TASK DESCRIPTION: Return the following lines unchanged, beginning at the line that contains "# point at: corrugated" and stopping after the line that contains "x=1192, y=385".

SOURCE MATERIAL:
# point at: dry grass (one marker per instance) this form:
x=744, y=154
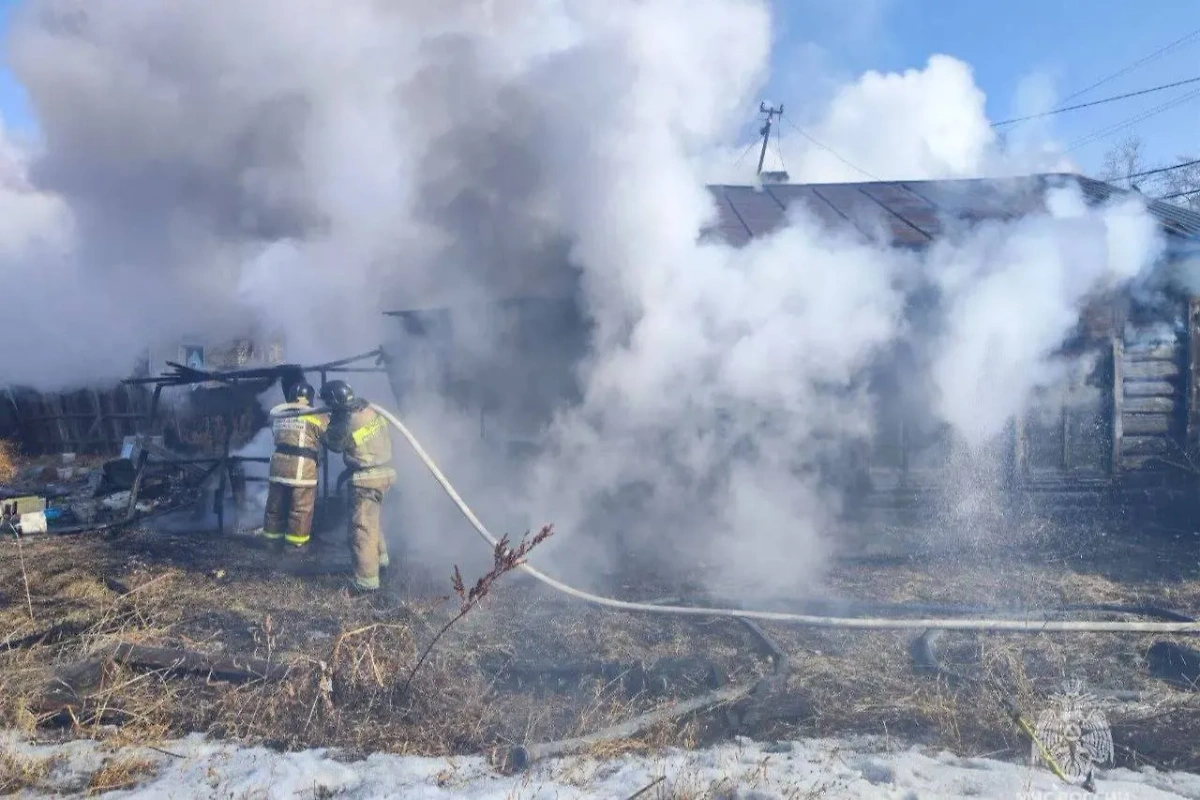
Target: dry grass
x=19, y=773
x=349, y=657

* * *

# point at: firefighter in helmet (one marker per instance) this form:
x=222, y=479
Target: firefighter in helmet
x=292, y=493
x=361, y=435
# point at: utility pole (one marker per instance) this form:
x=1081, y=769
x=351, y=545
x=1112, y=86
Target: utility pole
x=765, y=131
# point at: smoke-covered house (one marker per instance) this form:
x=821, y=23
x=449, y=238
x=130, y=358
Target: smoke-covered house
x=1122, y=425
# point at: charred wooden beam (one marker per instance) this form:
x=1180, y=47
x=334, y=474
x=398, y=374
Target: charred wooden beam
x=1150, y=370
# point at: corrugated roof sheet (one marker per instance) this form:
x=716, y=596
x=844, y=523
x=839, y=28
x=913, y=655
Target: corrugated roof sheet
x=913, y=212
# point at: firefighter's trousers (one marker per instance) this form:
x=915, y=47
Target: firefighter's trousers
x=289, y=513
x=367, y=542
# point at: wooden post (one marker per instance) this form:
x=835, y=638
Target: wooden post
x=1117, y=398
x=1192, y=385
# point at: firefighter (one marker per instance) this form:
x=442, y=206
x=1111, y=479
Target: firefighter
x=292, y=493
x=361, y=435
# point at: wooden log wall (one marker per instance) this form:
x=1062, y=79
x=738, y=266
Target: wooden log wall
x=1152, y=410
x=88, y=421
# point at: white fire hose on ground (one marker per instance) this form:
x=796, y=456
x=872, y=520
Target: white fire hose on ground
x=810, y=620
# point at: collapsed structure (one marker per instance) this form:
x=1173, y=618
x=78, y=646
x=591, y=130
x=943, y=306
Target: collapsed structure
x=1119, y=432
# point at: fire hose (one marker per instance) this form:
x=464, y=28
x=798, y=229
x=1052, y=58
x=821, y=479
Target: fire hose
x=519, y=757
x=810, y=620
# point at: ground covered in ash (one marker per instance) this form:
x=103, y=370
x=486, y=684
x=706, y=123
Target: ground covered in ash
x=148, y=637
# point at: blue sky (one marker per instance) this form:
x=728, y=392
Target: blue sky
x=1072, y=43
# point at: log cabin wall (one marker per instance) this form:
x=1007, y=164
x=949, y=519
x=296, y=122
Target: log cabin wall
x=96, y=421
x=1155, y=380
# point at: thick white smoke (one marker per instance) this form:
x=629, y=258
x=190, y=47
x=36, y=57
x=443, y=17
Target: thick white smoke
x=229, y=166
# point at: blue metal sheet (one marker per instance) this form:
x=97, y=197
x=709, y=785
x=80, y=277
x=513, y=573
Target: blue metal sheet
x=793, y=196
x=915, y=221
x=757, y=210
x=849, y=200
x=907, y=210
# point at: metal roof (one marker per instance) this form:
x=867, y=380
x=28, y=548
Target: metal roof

* * *

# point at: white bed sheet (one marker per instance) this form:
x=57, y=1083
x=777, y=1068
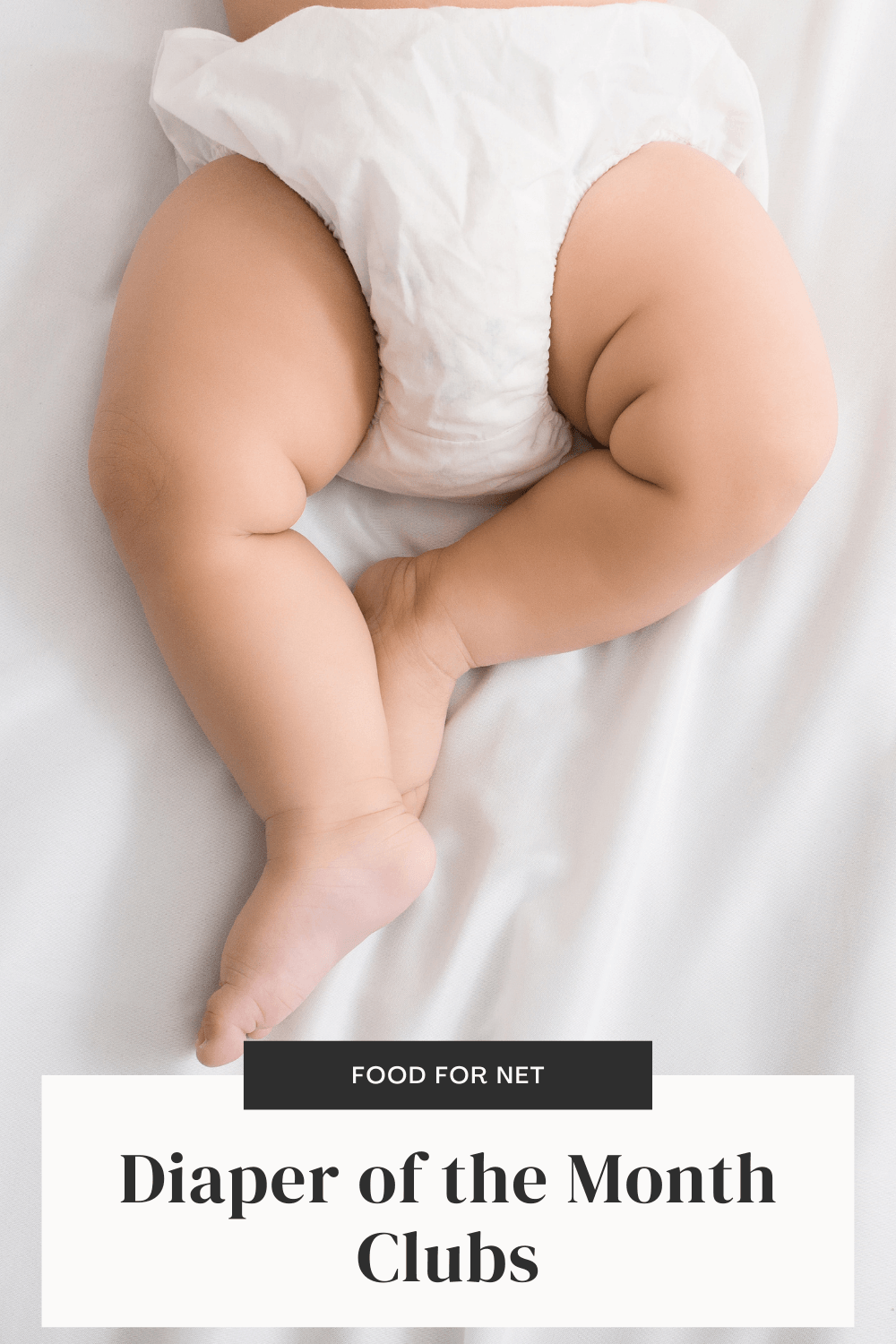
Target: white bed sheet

FINISHED EXERCISE:
# point at: corrugated roof sheet (one marker per instance) this form:
x=716, y=596
x=844, y=523
x=839, y=28
x=913, y=655
Target: corrugated roof sheet
x=913, y=212
# point at: firefighter's trousers (one marker per instance) this form:
x=915, y=47
Target: firefighter's trousers
x=289, y=513
x=367, y=542
# point at: wooden post (one marker per instance) this form:
x=835, y=638
Target: wooden post
x=1117, y=398
x=1192, y=385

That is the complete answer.